-- Records shown --
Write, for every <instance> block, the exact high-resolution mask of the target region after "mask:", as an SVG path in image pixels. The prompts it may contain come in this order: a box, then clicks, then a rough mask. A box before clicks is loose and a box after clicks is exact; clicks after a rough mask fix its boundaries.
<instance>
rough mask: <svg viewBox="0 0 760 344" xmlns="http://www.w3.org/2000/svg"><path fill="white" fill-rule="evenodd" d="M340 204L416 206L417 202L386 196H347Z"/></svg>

...

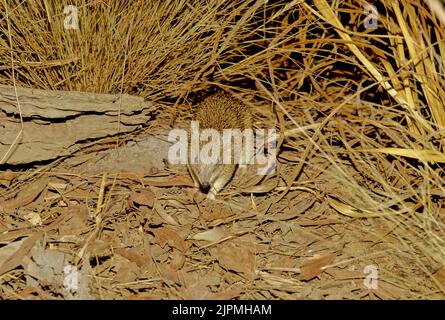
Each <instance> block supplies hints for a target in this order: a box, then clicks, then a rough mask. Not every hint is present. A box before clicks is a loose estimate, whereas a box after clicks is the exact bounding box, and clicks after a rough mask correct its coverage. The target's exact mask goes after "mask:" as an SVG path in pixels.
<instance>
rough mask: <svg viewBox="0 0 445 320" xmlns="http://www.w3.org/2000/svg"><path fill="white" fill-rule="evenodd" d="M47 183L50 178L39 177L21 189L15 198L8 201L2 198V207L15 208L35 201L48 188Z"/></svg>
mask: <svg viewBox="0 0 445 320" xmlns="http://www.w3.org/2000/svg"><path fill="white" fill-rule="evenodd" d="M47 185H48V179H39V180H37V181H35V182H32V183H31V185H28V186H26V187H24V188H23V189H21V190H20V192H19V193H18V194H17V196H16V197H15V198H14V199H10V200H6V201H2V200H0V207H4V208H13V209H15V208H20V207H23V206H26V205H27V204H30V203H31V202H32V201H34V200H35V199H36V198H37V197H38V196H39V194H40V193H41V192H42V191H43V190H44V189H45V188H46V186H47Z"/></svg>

-- Task brief --
Collect every line of the records that contains the word "present", and copy each of those lines in full.

-- Exercise solution --
Each <instance> block supplies hints for a target in this order: a box, then clicks, then a rough mask. Not every hint is present. A box before clicks is a loose estimate, whereas a box after clicks is the exact bounding box, and clicks after a rough mask correct its coverage. The target's exact mask goes after "mask:" as an SVG path in pixels.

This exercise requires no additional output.